Please copy the records from the start through the line containing "285, 163, 342, 371", inclusive, substituting "snug" for "tight" and leaving everything else unchanged.

-- START OF Data --

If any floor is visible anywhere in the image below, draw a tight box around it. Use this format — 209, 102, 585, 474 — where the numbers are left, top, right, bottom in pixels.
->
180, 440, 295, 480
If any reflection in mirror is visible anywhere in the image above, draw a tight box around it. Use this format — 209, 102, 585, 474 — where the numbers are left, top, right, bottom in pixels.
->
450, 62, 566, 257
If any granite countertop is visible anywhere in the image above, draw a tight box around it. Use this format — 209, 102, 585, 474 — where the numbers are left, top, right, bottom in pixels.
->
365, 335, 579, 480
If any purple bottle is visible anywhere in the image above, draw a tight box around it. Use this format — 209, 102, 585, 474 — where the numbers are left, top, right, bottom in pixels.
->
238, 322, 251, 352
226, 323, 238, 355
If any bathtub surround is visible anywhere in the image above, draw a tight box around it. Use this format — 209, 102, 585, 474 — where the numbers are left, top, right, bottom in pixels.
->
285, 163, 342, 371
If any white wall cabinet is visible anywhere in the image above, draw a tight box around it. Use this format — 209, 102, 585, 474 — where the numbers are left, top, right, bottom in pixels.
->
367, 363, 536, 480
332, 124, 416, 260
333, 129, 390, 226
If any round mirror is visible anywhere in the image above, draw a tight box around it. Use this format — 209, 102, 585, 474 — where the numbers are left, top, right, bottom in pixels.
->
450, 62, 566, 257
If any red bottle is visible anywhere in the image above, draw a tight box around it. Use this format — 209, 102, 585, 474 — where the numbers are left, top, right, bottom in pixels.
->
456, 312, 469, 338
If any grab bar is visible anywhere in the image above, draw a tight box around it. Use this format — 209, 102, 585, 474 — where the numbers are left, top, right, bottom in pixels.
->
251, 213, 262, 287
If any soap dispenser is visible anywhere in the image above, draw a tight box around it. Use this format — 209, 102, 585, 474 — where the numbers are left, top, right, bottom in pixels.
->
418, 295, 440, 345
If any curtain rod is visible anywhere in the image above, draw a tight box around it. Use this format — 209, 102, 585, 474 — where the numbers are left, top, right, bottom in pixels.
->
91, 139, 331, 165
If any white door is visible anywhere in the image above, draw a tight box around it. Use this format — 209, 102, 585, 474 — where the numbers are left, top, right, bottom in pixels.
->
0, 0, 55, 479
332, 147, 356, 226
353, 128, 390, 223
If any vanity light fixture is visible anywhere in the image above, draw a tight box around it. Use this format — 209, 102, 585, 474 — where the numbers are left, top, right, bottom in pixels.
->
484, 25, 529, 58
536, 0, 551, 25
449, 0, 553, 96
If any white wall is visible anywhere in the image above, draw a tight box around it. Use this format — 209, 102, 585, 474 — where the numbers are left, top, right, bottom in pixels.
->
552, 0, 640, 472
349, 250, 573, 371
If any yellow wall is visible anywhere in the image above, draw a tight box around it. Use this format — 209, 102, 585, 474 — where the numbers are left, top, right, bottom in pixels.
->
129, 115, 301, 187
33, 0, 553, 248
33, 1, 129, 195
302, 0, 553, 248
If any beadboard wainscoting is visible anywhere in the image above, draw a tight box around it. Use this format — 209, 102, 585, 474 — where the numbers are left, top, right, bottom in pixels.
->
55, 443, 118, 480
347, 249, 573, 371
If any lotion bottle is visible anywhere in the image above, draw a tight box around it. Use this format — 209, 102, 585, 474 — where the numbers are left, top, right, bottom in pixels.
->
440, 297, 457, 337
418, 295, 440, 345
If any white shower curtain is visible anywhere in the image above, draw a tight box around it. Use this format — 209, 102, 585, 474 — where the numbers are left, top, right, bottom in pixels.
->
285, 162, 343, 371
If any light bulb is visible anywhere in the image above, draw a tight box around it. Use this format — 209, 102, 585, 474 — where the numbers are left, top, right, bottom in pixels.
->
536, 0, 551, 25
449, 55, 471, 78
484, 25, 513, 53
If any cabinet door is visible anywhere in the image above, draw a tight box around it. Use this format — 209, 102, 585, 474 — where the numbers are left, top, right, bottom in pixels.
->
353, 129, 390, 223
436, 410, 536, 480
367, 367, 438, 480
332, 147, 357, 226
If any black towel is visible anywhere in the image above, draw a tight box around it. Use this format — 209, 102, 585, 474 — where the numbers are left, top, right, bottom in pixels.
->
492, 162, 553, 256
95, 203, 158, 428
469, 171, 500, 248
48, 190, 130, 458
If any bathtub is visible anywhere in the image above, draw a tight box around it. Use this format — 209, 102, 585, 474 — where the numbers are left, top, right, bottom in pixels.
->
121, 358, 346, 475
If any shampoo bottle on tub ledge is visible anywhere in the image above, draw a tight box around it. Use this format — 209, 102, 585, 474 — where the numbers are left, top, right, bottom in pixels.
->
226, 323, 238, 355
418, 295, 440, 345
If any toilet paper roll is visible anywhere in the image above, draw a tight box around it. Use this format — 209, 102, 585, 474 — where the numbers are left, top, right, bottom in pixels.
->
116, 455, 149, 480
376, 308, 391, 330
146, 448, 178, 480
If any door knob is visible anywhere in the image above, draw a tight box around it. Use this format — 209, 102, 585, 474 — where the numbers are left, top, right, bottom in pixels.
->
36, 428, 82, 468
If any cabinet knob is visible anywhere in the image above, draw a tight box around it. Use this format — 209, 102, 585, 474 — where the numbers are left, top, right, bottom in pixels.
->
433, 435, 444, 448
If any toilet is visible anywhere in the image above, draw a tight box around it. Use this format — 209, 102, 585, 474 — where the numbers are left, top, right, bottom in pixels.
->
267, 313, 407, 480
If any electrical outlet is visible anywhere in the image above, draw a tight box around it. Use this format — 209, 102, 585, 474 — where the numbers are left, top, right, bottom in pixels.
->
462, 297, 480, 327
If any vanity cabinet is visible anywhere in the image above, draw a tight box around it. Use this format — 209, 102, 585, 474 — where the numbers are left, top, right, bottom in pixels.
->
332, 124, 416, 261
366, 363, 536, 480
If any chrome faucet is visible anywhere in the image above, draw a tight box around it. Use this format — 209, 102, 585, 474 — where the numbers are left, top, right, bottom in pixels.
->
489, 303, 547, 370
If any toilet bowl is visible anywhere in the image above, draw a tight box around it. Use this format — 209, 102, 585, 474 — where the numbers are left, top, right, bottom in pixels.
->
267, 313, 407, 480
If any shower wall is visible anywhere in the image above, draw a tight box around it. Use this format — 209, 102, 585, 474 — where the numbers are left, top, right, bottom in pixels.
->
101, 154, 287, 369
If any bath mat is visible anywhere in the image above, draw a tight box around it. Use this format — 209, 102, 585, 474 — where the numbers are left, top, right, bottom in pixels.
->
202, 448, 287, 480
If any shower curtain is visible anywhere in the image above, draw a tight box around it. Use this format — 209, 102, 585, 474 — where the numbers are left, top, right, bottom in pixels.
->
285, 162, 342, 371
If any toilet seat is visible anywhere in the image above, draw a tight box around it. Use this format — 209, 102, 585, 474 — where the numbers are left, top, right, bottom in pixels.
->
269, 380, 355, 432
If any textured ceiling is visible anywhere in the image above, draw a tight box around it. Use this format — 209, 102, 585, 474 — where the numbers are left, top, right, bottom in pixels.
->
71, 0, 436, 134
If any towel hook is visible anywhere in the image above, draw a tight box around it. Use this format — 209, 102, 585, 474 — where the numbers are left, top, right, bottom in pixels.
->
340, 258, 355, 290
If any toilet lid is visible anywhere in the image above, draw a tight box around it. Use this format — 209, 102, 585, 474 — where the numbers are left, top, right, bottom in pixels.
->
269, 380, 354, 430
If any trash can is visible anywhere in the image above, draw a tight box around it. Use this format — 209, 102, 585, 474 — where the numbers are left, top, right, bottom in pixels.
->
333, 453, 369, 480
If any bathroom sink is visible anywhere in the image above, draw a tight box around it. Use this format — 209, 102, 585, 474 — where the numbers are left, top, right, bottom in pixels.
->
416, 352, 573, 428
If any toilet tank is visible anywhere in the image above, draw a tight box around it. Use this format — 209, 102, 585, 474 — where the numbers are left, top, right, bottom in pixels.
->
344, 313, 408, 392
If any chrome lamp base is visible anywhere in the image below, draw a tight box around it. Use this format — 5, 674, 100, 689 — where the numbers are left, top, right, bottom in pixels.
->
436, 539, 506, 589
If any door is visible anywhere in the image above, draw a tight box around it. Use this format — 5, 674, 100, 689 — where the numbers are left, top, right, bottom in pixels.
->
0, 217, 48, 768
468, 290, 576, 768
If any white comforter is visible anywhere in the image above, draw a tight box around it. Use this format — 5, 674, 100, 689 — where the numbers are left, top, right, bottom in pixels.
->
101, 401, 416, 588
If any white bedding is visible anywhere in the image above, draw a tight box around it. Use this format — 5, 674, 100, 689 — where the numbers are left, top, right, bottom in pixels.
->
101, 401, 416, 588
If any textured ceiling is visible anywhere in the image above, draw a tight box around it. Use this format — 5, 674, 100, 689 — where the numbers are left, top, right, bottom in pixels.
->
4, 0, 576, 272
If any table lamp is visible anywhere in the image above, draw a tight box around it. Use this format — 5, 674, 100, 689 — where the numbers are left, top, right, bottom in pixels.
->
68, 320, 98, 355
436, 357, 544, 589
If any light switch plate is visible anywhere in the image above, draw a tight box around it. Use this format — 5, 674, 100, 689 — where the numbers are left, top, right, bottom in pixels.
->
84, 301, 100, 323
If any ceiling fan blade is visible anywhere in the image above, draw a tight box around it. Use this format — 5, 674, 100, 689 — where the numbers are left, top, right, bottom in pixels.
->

-- END OF Data --

# Complete answer
If any floor is visible anywhere in the image below, draw a snug box around it. Use this format — 209, 102, 585, 474 — where the numbers are left, top, right, bottom in pixels.
->
180, 440, 295, 480
If any reflection in mirror is visible anywhere in the image above, draw a snug box around it. Use this format — 209, 102, 585, 474 — where the numbers are left, top, right, bottom in pixels.
->
450, 62, 566, 257
If any granite countertop is visible anywhere in the image above, draw a snug box around it. Use this format — 209, 102, 585, 474 — where the numbers are left, top, right, bottom in pixels.
->
365, 335, 579, 480
If any purple bottle is visible anywhere in the image above, draw a snug box around it. Use this format — 209, 102, 585, 474 — where the numbers are left, top, right, bottom in pixels.
->
238, 322, 251, 352
226, 323, 238, 355
If any bathtub surround is visible anywhere in the image above, draw a snug box around it. Use this format — 209, 102, 585, 474 — where the numbers are left, top, right, bottom in pixels.
->
285, 163, 342, 371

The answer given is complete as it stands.